# What to do
Which lines of the records contain the word "every"? Pull out each of those lines in full.

# Exercise material
%%
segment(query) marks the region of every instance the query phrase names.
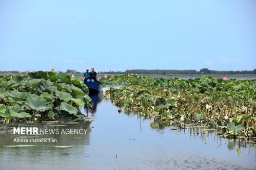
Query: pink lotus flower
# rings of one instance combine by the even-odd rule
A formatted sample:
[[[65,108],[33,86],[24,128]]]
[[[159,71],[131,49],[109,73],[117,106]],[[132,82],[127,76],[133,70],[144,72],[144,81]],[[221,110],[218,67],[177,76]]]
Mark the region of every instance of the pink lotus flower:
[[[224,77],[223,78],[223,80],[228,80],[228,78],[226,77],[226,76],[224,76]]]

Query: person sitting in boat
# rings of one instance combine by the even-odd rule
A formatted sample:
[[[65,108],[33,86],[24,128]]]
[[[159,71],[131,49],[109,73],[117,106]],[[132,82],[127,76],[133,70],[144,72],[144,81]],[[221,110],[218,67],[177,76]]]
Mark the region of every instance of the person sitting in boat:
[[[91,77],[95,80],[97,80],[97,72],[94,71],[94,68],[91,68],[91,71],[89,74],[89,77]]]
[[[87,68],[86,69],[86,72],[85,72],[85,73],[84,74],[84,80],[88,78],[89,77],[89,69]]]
%%
%%
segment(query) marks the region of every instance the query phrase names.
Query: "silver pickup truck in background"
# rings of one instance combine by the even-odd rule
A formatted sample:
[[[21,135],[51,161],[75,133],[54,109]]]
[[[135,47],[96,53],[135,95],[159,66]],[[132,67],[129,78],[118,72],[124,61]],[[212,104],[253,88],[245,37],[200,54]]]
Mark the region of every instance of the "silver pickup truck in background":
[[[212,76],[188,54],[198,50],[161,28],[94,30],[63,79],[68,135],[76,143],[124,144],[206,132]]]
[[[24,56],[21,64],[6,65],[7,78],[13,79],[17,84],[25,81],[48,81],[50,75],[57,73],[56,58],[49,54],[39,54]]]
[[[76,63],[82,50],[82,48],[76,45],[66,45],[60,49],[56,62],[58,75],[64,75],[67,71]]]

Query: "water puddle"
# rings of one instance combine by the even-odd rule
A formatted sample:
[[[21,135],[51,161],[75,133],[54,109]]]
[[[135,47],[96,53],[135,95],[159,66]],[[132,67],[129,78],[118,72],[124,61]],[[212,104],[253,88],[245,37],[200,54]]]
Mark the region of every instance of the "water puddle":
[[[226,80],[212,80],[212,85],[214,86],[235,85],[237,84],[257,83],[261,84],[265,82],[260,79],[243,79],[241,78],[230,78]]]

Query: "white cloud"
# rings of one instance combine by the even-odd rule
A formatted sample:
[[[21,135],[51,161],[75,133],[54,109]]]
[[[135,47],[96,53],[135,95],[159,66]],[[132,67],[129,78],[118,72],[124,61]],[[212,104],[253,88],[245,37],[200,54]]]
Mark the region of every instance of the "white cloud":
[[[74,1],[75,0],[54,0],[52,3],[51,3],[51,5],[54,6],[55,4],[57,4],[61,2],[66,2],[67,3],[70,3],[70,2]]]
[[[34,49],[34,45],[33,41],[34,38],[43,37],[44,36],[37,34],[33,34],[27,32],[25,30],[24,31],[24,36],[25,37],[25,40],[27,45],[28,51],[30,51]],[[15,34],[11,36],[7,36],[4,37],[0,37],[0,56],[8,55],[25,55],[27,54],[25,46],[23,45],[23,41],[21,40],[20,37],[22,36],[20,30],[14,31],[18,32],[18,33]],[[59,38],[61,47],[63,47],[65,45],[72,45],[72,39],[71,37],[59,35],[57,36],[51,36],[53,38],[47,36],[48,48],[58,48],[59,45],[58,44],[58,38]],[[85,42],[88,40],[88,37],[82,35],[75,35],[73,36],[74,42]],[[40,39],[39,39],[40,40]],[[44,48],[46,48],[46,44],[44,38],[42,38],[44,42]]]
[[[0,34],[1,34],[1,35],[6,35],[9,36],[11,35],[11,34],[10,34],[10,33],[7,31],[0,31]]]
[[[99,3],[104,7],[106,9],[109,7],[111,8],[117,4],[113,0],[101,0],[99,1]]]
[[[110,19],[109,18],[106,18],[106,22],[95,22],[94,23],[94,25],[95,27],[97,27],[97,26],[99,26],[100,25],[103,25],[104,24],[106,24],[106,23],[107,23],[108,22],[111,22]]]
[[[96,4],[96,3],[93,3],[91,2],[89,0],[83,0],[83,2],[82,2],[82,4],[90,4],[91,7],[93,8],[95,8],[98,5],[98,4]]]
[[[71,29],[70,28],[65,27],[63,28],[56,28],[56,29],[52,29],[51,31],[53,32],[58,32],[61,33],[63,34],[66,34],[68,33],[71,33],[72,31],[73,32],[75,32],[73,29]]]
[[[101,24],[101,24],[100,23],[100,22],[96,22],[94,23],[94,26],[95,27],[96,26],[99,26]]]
%%
# Full response
segment(query) marks the region of every instance the query phrase names.
Mark the region of every instance of the pink lotus flower:
Mark the region of every instance of the person sitting in boat:
segment(query) marks the region of every instance the query phrase names.
Mark the region of every instance of the "silver pickup truck in background":
Mark the region of every instance of the "water puddle":
Mark the region of every instance of the "white cloud":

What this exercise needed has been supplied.